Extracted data
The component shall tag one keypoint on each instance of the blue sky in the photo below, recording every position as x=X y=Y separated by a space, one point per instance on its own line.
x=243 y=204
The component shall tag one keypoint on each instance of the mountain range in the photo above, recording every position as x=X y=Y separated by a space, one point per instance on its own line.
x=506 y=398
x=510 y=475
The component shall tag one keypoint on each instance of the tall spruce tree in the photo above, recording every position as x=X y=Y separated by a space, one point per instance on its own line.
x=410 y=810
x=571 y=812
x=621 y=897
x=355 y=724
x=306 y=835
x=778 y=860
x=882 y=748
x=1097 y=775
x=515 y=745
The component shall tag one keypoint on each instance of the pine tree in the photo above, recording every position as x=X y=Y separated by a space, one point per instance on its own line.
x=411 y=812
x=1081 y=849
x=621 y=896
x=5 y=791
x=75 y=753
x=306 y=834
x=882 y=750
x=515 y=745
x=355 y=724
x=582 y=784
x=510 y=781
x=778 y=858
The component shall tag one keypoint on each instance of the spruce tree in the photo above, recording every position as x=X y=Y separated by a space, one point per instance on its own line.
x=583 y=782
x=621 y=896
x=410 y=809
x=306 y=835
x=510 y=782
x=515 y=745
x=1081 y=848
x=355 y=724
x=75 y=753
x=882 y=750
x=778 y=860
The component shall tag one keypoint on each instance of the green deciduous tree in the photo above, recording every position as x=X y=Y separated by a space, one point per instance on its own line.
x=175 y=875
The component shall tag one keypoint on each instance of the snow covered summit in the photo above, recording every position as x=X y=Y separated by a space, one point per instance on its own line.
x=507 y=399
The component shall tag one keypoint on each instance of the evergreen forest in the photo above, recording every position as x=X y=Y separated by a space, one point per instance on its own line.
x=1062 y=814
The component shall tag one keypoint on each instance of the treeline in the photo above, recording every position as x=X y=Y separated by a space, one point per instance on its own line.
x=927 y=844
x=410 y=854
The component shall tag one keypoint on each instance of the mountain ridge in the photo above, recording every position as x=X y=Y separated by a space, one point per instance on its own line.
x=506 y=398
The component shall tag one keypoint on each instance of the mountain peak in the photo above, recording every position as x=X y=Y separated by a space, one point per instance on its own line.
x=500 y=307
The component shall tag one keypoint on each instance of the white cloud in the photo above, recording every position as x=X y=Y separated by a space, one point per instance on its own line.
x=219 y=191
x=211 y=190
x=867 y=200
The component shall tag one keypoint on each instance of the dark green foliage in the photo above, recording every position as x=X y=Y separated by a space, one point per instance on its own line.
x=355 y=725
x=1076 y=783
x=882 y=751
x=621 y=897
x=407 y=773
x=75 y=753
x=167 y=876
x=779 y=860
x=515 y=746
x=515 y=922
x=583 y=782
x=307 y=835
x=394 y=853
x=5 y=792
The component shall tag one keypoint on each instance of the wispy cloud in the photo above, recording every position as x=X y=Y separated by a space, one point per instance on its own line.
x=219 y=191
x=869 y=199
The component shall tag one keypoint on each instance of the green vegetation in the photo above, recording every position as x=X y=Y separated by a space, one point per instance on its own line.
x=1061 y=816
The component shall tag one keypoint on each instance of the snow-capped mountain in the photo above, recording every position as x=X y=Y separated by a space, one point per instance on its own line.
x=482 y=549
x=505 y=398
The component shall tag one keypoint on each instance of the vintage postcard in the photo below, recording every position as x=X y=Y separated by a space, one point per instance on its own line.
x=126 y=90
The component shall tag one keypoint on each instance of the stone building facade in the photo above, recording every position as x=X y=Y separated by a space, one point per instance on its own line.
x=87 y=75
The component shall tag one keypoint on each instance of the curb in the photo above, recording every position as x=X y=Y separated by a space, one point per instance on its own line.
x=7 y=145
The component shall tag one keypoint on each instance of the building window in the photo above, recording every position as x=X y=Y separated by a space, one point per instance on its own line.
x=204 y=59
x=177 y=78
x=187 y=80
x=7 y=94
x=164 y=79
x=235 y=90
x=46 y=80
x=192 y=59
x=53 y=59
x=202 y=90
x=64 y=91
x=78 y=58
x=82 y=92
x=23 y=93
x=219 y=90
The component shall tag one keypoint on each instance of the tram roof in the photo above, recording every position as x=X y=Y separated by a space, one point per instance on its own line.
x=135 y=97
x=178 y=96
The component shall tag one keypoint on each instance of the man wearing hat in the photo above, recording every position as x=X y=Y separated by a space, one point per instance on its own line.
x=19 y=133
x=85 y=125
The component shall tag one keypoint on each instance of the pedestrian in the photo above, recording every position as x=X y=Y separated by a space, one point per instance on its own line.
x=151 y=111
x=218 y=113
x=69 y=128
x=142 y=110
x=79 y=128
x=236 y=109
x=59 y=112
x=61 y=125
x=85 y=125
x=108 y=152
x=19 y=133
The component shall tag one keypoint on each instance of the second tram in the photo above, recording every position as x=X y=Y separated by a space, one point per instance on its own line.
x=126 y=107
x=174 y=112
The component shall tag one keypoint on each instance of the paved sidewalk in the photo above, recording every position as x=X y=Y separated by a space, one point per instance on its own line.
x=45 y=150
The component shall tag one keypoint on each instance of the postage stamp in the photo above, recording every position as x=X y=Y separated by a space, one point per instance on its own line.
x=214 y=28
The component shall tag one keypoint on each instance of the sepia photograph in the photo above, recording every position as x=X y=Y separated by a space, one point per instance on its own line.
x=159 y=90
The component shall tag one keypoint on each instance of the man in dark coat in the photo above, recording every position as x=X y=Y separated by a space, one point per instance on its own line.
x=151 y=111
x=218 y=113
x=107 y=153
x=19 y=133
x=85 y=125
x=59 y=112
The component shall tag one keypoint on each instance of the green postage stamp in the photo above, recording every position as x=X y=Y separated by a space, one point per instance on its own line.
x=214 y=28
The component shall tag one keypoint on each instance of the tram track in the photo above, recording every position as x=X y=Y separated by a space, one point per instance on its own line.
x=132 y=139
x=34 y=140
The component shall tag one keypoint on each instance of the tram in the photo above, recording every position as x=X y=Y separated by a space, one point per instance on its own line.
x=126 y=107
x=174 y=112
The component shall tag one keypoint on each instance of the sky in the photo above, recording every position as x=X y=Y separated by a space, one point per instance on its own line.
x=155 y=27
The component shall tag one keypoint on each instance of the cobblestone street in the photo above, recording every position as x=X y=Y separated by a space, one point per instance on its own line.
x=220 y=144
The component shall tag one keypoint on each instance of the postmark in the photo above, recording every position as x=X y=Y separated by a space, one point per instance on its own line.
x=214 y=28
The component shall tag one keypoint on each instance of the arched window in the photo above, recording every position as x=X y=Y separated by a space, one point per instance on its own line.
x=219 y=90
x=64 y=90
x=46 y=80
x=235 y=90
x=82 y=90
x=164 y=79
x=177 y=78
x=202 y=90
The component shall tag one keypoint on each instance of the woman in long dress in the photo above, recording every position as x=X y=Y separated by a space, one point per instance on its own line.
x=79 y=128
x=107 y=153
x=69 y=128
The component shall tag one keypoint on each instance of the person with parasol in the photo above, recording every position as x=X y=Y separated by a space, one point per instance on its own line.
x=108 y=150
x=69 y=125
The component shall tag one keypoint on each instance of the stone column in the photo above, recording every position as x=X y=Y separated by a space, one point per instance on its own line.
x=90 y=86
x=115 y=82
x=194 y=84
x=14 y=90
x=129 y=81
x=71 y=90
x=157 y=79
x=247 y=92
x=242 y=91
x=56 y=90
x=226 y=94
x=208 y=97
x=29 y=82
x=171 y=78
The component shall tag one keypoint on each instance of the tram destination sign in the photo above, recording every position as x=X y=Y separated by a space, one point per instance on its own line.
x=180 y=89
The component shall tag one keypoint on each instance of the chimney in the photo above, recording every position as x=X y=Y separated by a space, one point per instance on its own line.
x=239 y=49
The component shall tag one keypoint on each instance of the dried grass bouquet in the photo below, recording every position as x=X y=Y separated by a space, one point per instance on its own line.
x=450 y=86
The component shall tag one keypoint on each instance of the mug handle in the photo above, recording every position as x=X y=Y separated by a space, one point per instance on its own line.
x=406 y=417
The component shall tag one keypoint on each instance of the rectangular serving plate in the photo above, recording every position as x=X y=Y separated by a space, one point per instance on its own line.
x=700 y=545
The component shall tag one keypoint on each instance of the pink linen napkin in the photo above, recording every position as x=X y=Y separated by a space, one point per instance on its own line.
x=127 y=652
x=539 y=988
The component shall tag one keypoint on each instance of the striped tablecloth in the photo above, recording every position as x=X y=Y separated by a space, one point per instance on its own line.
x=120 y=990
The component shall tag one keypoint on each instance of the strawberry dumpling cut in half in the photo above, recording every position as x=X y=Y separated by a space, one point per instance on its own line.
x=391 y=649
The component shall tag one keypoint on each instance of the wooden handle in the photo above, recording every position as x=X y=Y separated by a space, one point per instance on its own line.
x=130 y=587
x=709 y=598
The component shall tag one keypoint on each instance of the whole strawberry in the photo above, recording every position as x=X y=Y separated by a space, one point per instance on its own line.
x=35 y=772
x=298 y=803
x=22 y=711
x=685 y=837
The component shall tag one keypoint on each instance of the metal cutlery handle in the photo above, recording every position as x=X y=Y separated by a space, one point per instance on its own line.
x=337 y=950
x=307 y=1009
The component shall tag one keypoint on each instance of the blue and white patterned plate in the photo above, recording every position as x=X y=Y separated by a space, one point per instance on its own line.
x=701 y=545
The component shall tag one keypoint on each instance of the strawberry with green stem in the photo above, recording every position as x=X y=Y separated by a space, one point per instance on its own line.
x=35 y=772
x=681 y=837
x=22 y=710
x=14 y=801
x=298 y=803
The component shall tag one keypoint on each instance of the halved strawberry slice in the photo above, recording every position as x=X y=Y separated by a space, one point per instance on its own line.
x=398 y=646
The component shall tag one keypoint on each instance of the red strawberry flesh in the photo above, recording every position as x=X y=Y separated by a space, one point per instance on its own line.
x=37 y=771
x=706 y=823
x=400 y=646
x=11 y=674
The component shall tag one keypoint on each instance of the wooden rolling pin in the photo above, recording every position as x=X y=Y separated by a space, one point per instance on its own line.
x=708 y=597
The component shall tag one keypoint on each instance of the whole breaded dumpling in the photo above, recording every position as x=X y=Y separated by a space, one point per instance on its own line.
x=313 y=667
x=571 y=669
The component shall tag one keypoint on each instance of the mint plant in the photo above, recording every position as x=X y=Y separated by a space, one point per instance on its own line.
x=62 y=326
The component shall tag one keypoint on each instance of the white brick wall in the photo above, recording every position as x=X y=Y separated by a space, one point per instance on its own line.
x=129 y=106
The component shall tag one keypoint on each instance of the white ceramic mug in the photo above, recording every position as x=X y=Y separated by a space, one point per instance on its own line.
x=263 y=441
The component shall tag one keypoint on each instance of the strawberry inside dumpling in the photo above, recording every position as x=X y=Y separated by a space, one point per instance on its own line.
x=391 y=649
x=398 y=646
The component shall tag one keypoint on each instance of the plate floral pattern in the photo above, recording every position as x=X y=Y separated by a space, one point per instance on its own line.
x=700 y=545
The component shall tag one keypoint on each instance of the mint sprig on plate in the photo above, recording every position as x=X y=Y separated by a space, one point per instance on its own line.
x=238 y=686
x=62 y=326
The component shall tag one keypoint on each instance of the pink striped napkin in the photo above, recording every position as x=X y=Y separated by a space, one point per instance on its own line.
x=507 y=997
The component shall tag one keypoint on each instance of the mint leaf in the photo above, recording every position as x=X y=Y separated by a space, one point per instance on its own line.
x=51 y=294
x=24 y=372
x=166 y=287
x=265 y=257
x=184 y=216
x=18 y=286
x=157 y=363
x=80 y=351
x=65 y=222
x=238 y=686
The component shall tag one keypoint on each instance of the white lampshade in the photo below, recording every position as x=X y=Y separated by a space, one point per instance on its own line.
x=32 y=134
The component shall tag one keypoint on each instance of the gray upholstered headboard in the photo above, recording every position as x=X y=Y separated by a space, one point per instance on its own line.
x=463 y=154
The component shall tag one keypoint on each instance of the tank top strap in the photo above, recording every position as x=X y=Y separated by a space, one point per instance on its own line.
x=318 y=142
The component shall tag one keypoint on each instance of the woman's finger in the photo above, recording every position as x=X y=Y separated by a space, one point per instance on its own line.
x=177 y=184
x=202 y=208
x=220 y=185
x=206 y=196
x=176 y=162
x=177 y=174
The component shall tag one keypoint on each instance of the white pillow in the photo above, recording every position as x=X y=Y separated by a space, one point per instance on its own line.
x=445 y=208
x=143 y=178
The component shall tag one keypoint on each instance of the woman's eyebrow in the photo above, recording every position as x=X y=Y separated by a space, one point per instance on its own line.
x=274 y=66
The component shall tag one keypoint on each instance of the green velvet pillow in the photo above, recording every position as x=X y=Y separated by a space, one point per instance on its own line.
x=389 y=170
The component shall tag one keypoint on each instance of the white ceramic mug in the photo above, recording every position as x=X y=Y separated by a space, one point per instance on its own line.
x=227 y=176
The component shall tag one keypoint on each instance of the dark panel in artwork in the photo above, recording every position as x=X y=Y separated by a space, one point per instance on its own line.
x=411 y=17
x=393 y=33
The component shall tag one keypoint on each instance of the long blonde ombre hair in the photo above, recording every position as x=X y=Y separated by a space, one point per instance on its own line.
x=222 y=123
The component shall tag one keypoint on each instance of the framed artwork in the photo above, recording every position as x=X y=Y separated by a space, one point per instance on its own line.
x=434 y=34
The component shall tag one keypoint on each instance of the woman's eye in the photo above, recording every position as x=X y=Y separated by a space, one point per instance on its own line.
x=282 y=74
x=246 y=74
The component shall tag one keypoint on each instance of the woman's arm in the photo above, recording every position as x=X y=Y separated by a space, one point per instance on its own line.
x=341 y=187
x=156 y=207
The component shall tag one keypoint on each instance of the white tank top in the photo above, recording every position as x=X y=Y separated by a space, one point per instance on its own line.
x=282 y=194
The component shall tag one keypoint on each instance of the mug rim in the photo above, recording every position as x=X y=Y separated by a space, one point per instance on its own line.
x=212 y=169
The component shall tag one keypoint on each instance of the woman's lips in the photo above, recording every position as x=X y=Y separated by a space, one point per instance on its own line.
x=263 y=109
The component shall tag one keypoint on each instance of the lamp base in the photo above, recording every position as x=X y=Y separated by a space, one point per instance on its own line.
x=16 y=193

AIM:
Rescale the stretch of the data above from its start through the line containing "x=243 y=204", both ends included. Reproduce every line in it, multiplying each coordinate in the answers by 2.15 and rounding to the nearest whole number with halves rounded up.

CORRECT RESULT:
The component shall tag one keypoint on each instance of the blue sky in the photo below, recording every position as x=X y=Y separated by a space, one point per instance on its own line.
x=522 y=439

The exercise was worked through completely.